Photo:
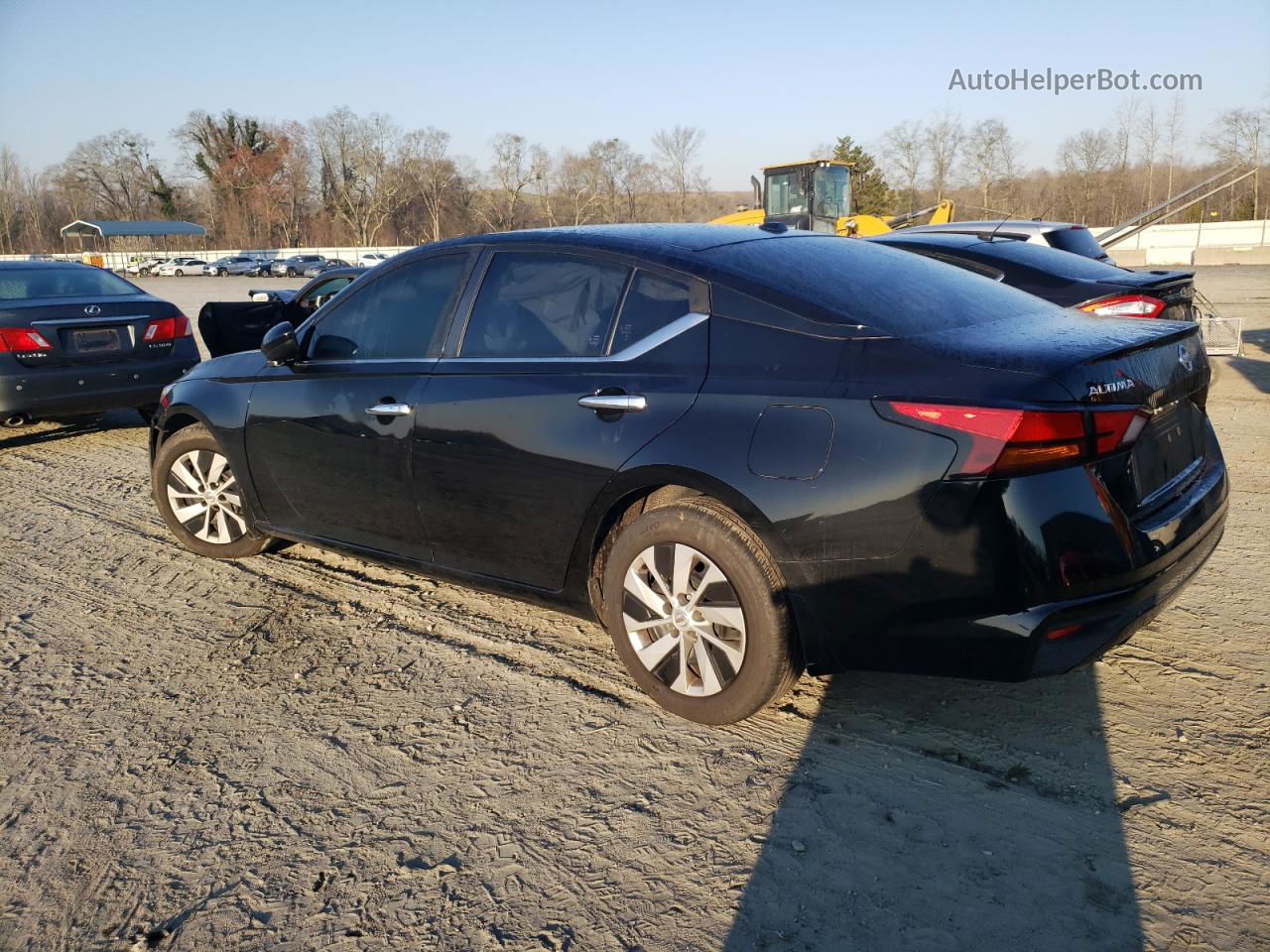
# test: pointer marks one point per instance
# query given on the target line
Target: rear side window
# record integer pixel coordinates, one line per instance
(651, 303)
(395, 317)
(544, 304)
(849, 281)
(76, 281)
(1079, 241)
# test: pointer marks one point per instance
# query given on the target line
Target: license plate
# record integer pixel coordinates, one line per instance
(99, 340)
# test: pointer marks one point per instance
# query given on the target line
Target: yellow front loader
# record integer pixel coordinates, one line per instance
(816, 195)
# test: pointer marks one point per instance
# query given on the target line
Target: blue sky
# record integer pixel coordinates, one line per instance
(767, 81)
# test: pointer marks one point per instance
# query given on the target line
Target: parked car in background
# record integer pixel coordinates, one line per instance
(1060, 277)
(1062, 235)
(329, 264)
(181, 267)
(234, 264)
(77, 340)
(144, 266)
(229, 326)
(748, 452)
(295, 266)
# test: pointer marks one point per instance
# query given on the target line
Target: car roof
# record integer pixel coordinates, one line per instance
(629, 238)
(1002, 223)
(12, 266)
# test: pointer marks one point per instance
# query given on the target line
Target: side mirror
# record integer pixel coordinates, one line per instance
(280, 344)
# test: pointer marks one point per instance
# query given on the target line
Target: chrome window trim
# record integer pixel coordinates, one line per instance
(639, 348)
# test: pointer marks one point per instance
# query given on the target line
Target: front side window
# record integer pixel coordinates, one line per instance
(544, 304)
(651, 303)
(785, 194)
(398, 316)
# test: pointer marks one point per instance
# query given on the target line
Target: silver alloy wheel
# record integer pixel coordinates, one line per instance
(684, 620)
(204, 497)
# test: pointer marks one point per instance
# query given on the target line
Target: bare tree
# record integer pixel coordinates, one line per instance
(1174, 130)
(991, 155)
(1236, 136)
(1086, 159)
(944, 137)
(677, 149)
(517, 166)
(1148, 145)
(359, 162)
(906, 144)
(113, 176)
(432, 173)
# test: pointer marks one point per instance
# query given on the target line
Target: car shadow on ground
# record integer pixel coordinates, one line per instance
(939, 812)
(1255, 370)
(68, 428)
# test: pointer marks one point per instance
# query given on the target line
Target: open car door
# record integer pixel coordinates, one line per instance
(231, 326)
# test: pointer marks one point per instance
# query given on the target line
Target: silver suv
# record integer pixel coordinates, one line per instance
(1062, 235)
(235, 264)
(295, 266)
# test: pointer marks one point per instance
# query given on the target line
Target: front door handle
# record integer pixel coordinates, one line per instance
(613, 403)
(389, 411)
⁂
§ **WRITTEN INSTRUCTION**
Can you convert all of the rows above into a Markdown table with the columns Index and Content, one line per table entry, leaving out blank lines and the pictures?

§ **THE RESPONSE**
| Index | Content |
|---|---|
| 1 | Photo: |
| 2 | # test: pointer marks one point per instance |
| 3 | # query given on the target line |
| 4 | Target: rear side window |
| 5 | # record integer pixel coordinates, one line per instance |
| 6 | (651, 303) |
| 7 | (395, 317) |
| 8 | (544, 304) |
| 9 | (849, 281) |
| 10 | (76, 281) |
| 11 | (1079, 241) |
| 12 | # test: pointer marks one point per instance |
| 13 | # query given on the target line |
| 14 | Target: license plate |
| 15 | # record integer pixel coordinates, one line per instance |
| 16 | (99, 340) |
| 17 | # test: pointer marks one point per instance |
| 18 | # query given on the target line |
| 19 | Target: yellow front loader |
| 20 | # record integer pixel coordinates, one line per instance |
| 21 | (816, 195) |
| 22 | # test: pointer marks one point per instance |
| 23 | # query given on the target line |
| 24 | Target: blue sky |
| 25 | # record integer pixel coordinates, one line per instance |
| 26 | (767, 81) |
| 27 | # test: pointer marks one point per instance |
| 28 | # query given on the target line |
| 29 | Target: parked car in background |
| 30 | # record integer pixel coordinates, one line per instance |
| 31 | (1060, 277) |
| 32 | (1062, 235) |
| 33 | (329, 264) |
| 34 | (181, 267) |
| 35 | (234, 264) |
| 36 | (77, 340) |
| 37 | (144, 266) |
| 38 | (229, 326) |
| 39 | (748, 452) |
| 40 | (295, 266) |
| 41 | # test: pointer marks one point per instance |
| 42 | # query given on the target line |
| 43 | Target: car roof |
| 44 | # record integer pixel coordinates, one line per instance |
| 45 | (629, 238) |
| 46 | (1002, 223) |
| 47 | (12, 266) |
| 48 | # test: pointer marks one point per instance |
| 49 | # query given on the target line |
| 50 | Target: side mirror |
| 51 | # record integer pixel coordinates, one line per instance |
| 52 | (280, 344) |
| 53 | # test: pointer marks one point per instance |
| 54 | # query given on the target line |
| 55 | Target: chrome window trim |
| 56 | # record integer pixel coordinates, one line per instance |
| 57 | (639, 348) |
| 58 | # test: pointer marks one point per instance |
| 59 | # query given on the target line |
| 60 | Target: front side window |
| 61 | # record integer pixel coordinates, one line per instance |
| 62 | (544, 304) |
| 63 | (651, 303) |
| 64 | (785, 194) |
| 65 | (398, 316) |
| 66 | # test: pointer marks one point per instance |
| 67 | # query given on the target line |
| 68 | Target: silver alloy wheel |
| 69 | # record integer pixel coordinates, one line per instance |
| 70 | (684, 620) |
| 71 | (204, 497) |
| 72 | # test: pointer marks one point per instance |
| 73 | # query given on the target line |
| 74 | Target: bare tree |
| 75 | # record integer pixel coordinates, one line per instance |
| 76 | (1174, 130) |
| 77 | (991, 155) |
| 78 | (1236, 136) |
| 79 | (1086, 159) |
| 80 | (944, 137) |
| 81 | (677, 149) |
| 82 | (517, 166) |
| 83 | (1148, 145) |
| 84 | (359, 162) |
| 85 | (906, 144) |
| 86 | (113, 176) |
| 87 | (432, 173) |
| 88 | # test: pointer marks one point per instance |
| 89 | # query given on the target line |
| 90 | Target: car shadow on ground |
| 91 | # record integer pixel coordinates, one line per instance |
| 92 | (939, 812) |
| 93 | (1255, 370) |
| 94 | (68, 428) |
| 95 | # test: pointer marks one point per instance |
| 96 | # query given on the target line |
| 97 | Target: open car door |
| 98 | # record integer pixel coordinates, one line per instance |
| 99 | (231, 326) |
| 100 | # test: pointer marks one point per instance |
| 101 | # query given on the target line |
| 102 | Target: silver suv |
| 103 | # record integer pixel coordinates, one line per instance |
| 104 | (1062, 235) |
| 105 | (235, 264) |
| 106 | (295, 266) |
| 107 | # test: pointer marks one point per instance |
| 108 | # query given on the target line |
| 109 | Target: front door handle |
| 110 | # record integer pixel coordinates, one line per instance |
| 111 | (613, 403) |
| 112 | (389, 411) |